Start of Data for processing
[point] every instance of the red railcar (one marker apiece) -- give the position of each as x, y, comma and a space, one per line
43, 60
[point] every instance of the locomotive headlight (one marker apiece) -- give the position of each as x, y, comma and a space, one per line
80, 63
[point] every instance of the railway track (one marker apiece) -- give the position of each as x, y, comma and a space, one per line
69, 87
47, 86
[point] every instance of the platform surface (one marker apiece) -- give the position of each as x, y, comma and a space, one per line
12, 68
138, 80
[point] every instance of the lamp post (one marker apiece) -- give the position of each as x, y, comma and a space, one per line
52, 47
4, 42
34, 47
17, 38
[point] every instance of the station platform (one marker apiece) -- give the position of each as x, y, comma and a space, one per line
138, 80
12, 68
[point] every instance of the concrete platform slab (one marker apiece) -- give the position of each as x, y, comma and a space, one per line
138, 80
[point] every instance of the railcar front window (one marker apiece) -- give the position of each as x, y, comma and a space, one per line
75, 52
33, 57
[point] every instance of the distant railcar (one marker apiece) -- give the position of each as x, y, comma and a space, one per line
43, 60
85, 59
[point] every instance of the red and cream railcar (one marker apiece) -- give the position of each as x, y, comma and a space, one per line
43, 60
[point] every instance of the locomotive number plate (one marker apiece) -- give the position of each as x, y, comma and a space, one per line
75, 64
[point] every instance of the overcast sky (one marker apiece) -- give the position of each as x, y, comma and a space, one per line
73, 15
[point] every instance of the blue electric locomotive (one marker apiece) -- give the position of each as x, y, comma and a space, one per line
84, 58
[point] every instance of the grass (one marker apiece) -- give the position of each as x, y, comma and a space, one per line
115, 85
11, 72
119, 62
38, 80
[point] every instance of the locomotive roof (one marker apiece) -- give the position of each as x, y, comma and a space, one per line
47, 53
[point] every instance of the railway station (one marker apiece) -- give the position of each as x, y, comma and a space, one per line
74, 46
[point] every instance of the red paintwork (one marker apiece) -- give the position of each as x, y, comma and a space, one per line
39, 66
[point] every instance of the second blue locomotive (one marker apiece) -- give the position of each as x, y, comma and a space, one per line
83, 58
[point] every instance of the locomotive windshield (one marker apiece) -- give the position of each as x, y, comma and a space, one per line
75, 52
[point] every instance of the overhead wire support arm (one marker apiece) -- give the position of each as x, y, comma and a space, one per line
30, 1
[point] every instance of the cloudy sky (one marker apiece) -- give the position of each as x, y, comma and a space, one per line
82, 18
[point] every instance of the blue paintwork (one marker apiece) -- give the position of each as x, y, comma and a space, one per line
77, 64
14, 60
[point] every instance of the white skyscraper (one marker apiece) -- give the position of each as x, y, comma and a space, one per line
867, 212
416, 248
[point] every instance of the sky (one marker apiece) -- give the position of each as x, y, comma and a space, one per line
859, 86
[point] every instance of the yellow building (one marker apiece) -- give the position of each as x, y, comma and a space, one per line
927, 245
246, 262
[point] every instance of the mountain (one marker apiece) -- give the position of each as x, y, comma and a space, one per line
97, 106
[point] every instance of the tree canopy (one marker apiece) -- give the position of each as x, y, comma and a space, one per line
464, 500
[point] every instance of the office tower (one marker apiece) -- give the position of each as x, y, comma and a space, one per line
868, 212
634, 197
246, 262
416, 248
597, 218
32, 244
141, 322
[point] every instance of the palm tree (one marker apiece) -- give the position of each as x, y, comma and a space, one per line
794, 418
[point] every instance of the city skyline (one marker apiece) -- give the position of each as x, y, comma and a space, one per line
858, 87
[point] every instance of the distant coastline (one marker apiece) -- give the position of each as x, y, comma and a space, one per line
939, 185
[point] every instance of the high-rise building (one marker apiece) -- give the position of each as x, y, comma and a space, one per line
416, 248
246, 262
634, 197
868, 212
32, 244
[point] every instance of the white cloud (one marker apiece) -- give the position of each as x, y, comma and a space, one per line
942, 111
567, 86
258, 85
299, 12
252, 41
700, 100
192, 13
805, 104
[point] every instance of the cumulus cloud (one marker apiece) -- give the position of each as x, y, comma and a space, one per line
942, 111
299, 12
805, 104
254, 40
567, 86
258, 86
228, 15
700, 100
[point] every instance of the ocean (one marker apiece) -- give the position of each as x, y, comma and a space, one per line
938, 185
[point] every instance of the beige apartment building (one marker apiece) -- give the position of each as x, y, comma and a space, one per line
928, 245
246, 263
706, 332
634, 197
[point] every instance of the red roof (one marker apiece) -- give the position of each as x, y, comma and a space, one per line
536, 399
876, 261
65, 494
End of Data for processing
Instructions for the task: Exactly as they stand above, retype all of the records.

Response to the task:
[point] every instance of the red railcar (one marker apiece) -- give the position of each as x, y, comma and a space, one per line
43, 60
[point] every instance of the locomotive headlight (one marker apiece) -- give the position of each as x, y, comma and a space, one per line
80, 63
[point] every instance of the railway track (one marker apiece) -- give the position of each as x, y, comma and a space, one per line
69, 87
47, 86
[point] every instance of the platform surface (one marker apiece) -- give the position of each as x, y, comma and a space, one per line
12, 68
138, 80
[point] every instance of the lamp post (one marker apiece) -- give the position of each as x, y, comma and a space, one per line
52, 47
4, 42
34, 47
17, 38
[point] every instance of the station platform (one marker apiece) -- give the position of each as x, y, comma and a space, one per line
138, 80
12, 68
[point] every instance of the concrete platform slab (one marker apiece) -- give the position of each as x, y, comma and a space, one per line
138, 80
[point] every instance of the railcar front window (one marker apiece) -- give the position of each as x, y, comma and a space, one per line
75, 52
33, 57
[point] every instance of the distant railcar (one marker apiece) -- give the position of each as x, y, comma and a space, one per line
43, 60
85, 59
[point] every instance of the red and cream railcar (one marker apiece) -- give the position of each as x, y, comma and a space, one per line
43, 60
[point] every instance of the locomotive number plate (one marker apiece) -- give the position of each as x, y, comma and a space, one per line
75, 64
[point] every instance of the overcast sky (one marker apiece) -- give the position of each as x, y, comma and a space, one per line
73, 15
[point] every instance of the blue electric locomotive (one marker apiece) -- give the position of each as x, y, comma and a space, one per line
84, 58
[point] every instance of the grass (one marker apiece) -- give the position of each as x, y, comma and a space, one per line
115, 85
11, 72
119, 62
38, 80
[point] every instance of the locomotive roof (one marker apiece) -- give the position of each as x, y, comma and a space, one per line
47, 53
[point] every instance of the railway station (one marker apiece) -- give the position of each as x, y, comma and a space, one per line
74, 46
[point] every instance of the red paintwork (one marker apiece) -- give the position of each as x, y, comma and a space, one per line
39, 66
[point] every instance of the second blue locomotive (one marker apiece) -- give the position of each as x, y, comma and a space, one per line
83, 58
[point] every instance of the locomotive windshield (one marker apiece) -- give the position of each as x, y, comma and a space, one per line
75, 52
[point] every instance of the overhead wire support arm (one marker apiece) -- give the position of each as x, y, comma and a space, one per line
30, 1
[point] every instance of the cloudy sky (one marker apiece) -- give the position of each as x, y, comma and a space, one per line
82, 18
[point] every instance of the blue paintwork (one marker apiece) -- give the position of each as x, y, comma and a space, one per line
77, 64
14, 60
[point] every instance of the white skyscraper (one marker apiece) -- give the position of each as x, y, comma and a space, one per line
867, 212
416, 248
[point] every instance of the sky (one marker apiece) -- give the position of each as x, y, comma and a space, one per line
859, 86
[point] every instance of the yellow building (one marker apiece) -- give the position of each as x, y, comma and a space, one per line
927, 245
246, 262
[point] every instance of the mountain (one marker apiece) -- give the position of each as x, y, comma and a space, one per line
97, 106
[point] every instance of the tree canopy (one marker apiece) -- give the position of each as x, y, comma and a space, one per line
464, 500
[point] every instance of the office tower (one marker apiece) -- give the position of each as x, y, comma and a space, one per line
868, 212
634, 197
246, 262
416, 248
597, 218
32, 244
141, 322
[point] every instance of the palm tree (one marker apiece) -- give the position of each as x, y, comma and a space, one per line
794, 418
[point] every instance of the city skyline (one marker apiece) -- give the position of each as x, y, comma and a space, one per line
858, 87
[point] every instance of the distant coastline (one marker apiece) -- give the position of each as x, y, comma and a space, one per line
939, 185
[point] every instance of the high-rise building (one marker apiece) -- give the position of each as x, y, comma and a space, one per line
416, 248
246, 262
634, 197
868, 212
32, 244
[point] every instance of the white cloud (one marker apiece) -- give the position of each as x, y, comma and a space, one per line
942, 111
567, 86
258, 85
299, 12
252, 41
700, 100
192, 13
805, 104
[point] every instance of the cumulus cloud (one marker apiece) -- give the position of each as x, y, comma and a space, one per line
942, 111
299, 12
805, 104
254, 40
567, 86
258, 86
228, 15
700, 100
[point] every instance of the ocean (one marker apiece) -- give the position of each as x, y, comma and a space, one per line
938, 185
[point] every instance of the beige apartment building (one marker apiece) -- give the position of each as x, y, comma and a space, one per line
928, 245
246, 263
706, 332
634, 197
[point] every instance of the red roof (one marker apiece) -- give the position of each as x, y, comma and a space, one per line
536, 399
876, 261
65, 494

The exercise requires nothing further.